> Region annotation entries:
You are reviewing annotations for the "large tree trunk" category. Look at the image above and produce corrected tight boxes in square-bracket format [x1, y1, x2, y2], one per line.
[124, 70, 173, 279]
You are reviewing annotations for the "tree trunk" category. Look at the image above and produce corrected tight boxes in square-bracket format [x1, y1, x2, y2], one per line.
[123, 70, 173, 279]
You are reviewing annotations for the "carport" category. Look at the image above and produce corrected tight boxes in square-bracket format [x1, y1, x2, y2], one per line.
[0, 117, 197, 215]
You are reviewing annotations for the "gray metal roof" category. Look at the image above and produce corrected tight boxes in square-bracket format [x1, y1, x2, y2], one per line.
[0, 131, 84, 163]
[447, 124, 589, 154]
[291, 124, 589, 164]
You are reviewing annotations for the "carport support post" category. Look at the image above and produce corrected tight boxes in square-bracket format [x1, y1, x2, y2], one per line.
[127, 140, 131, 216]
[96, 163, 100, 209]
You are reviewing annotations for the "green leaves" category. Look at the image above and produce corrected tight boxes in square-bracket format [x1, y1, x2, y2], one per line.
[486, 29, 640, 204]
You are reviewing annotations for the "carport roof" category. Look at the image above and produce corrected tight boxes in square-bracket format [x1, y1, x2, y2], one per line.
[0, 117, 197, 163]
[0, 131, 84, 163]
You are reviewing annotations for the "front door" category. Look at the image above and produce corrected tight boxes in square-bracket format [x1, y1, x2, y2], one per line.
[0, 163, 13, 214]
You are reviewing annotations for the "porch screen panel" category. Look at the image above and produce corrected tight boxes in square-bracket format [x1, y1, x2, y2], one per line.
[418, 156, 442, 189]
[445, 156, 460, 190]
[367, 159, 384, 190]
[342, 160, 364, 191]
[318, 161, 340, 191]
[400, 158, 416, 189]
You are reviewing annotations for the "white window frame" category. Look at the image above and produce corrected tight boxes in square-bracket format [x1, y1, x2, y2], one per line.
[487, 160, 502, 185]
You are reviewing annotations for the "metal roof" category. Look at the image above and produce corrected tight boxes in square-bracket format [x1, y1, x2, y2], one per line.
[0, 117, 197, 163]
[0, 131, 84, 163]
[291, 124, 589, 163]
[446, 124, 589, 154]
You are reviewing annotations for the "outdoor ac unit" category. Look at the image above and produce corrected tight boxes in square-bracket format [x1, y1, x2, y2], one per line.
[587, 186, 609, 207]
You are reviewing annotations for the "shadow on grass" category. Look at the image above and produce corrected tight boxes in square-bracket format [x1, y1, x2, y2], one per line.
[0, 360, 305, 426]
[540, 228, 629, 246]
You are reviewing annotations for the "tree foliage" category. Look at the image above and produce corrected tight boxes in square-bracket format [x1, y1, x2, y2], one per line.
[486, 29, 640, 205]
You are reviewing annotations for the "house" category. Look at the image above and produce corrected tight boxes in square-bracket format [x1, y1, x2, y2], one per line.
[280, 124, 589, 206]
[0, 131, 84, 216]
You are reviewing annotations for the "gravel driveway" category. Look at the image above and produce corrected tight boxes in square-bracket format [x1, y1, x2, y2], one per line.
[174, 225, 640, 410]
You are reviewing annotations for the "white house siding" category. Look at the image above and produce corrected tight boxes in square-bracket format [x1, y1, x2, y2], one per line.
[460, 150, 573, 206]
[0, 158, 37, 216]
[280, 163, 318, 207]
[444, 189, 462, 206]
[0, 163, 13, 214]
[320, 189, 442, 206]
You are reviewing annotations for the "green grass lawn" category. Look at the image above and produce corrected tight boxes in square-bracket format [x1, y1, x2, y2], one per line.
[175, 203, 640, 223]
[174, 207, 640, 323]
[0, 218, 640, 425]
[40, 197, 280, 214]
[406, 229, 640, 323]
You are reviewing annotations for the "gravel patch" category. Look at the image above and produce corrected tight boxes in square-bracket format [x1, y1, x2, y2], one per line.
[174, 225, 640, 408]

> Exercise directions:
Reproduce verbatim the rows from the beginning of the list above through the line containing "[0, 117, 197, 215]", with both the first line and that line included.

> Correct answer:
You are reviewing annotations for the "large tree trunk" category. Look at the image above and produce corrected tight boxes in square-bracket format [x1, y1, x2, y2], one per line.
[124, 70, 173, 279]
You are reviewing annotations for the "tree trunk" category. Look at the image above and produce corrected tight boxes in square-bracket format [x1, y1, x2, y2], one per line.
[123, 70, 173, 279]
You are reviewing annotations for the "carport" category. Look at the image above and produce corrected tight boxes in square-bracket format [x1, y1, x2, y2], one per line.
[0, 117, 197, 215]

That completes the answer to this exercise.